Task inputs:
- - -
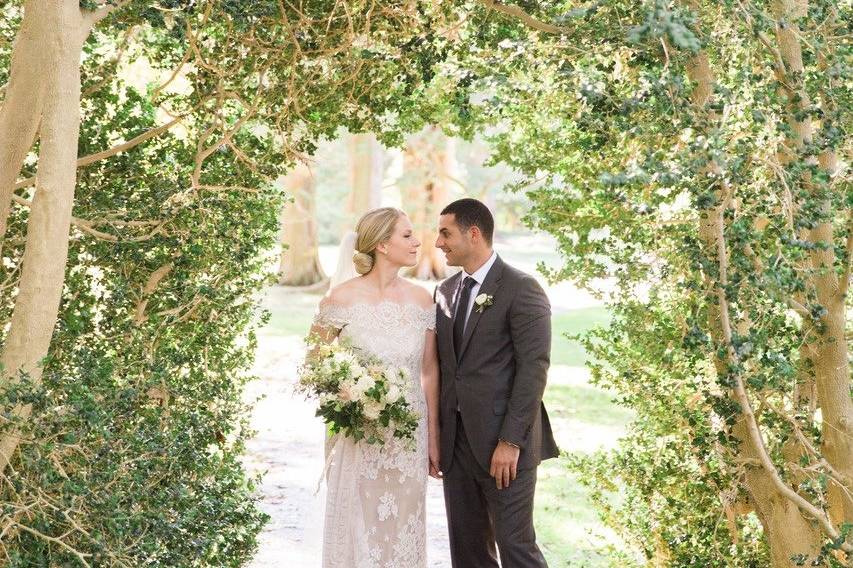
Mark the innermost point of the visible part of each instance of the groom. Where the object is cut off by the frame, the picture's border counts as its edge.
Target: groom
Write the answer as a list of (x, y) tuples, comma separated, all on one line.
[(494, 339)]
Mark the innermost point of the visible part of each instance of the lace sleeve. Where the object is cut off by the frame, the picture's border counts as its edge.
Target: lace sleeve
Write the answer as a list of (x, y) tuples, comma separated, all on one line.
[(330, 316), (429, 318)]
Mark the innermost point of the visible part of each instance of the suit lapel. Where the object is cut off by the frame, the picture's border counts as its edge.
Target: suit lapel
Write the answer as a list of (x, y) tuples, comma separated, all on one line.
[(450, 297), (490, 286)]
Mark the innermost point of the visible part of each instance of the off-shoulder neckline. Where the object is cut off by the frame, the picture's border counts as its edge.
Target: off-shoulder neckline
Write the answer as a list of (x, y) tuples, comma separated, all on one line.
[(378, 304)]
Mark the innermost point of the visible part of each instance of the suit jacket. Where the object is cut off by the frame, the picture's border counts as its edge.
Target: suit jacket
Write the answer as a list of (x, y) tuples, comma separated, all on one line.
[(498, 377)]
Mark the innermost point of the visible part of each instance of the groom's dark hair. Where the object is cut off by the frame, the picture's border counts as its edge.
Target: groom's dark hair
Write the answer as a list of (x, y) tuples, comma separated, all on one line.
[(469, 213)]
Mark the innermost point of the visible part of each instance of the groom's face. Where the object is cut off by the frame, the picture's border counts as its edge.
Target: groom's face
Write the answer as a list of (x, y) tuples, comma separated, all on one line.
[(455, 243)]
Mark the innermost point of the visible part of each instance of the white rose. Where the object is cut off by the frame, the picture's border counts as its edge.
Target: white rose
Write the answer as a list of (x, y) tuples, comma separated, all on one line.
[(348, 391), (365, 383), (372, 409), (394, 393)]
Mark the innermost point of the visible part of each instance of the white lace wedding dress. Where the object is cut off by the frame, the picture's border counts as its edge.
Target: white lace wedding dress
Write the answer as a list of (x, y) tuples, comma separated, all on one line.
[(376, 494)]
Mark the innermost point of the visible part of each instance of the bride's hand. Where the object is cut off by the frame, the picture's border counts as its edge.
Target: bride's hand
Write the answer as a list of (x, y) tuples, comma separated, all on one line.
[(434, 457)]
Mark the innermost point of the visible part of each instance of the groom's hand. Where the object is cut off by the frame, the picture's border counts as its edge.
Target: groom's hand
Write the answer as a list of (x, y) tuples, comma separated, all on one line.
[(504, 464)]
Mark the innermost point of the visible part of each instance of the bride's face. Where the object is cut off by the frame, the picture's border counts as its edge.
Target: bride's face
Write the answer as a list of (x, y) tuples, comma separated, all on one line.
[(402, 248)]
- - -
Exercise description:
Rename every "innermost" in the listing above to "central", and give back the whole listing with nothing else changed and the pictures left out.

Final result:
Mark the central point of the visible part of each instance of the groom. Where the object is cut off by the frame, the picture's border counts as its edge.
Target: groom
Write the answer as a list of (x, y) tuples, comma separated, all on one line.
[(494, 339)]
Mark the central point of the visible part of each instance of the lace sleeve. Where the object is cut off by the frame, the picture's border counts as its edge.
Target: lace sleeve
Write the answer as a list of (x, y) tuples, comma separated, all on one line.
[(330, 316), (429, 318)]
Mark the central point of the visible part of each instance of the suit lapel. Where the object is cut off by the frame, the picture's border counts as its edge.
Target: suit lapel
Write the answer as a list of (x, y) tuples, comma separated, all on one line.
[(450, 297), (490, 286)]
Mark the central point of the visible part of each instance of the off-shoulder neckline. Where the object is cut off by the frame, the picture's border counts as its edge.
Target: off-shoulder neckline
Write the answer as a list of (x, y) tuples, comma separated, all on one line.
[(378, 304)]
Mark the central point of the visible part of each instance of the suit jacket. Where the object is cut off by the frame, the picture's border counts as its edge.
Target: suit jacket
Write the answer as a list of (x, y) tuples, comma separated, all on one line.
[(498, 377)]
Mark the central point of the visible part of each instance of the groom's dark hair. Where the object is cut off by the frame, the picture's border counts as its edge.
Target: groom's dark hair
Write the answer as a list of (x, y) tuples, comma separated, all on one line.
[(469, 213)]
Mark the central point of the visible part of each instance of the groom's face. Where the object is cut off by the frame, the picture's border counts as its edge.
Target: groom's face
Write the answer as a list of (x, y) tuples, comma separated, all on one line.
[(455, 243)]
Mark the central point of the visible part of each instance of the white rose. Where the object is cut off by the frame, the picture's border counts as its edge.
Target: white rose
Write the answer as a list of (x, y) tuples, comma separated, all on one line.
[(348, 391), (365, 383), (372, 409), (394, 393)]
Mark the central point of the visible part of each instance of the white lace wedding dress. Where the object is cut off by the frame, the picture's border counts as its edge.
Target: white lace wedding dress
Write the answer as a list of (x, y) tuples, comma separated, all on one line.
[(376, 494)]
Mark the central point of the visible part of each instance of the bride's hand. Where the object is cut off by the frame, the picture's border counts as its edge.
Target: bride's hand
Write the answer as a list of (x, y) tuples, comma separated, all on one line.
[(434, 457)]
Mark the central point of the visible part of each instance of the groom's hand. Where the object is cut off by the frame, the picture's border counts as its edge.
Target: groom's hand
Write the answer as a list of (x, y) tuples, comma separated, all on one line.
[(504, 464)]
Mark the central point of the visible part of each instance of the bride's face. Where the object is cut off by the frame, the picture's border counts as its edge.
Target: bride's face
Write the answer as a list of (x, y) tuples, comma separated, all on one line.
[(402, 248)]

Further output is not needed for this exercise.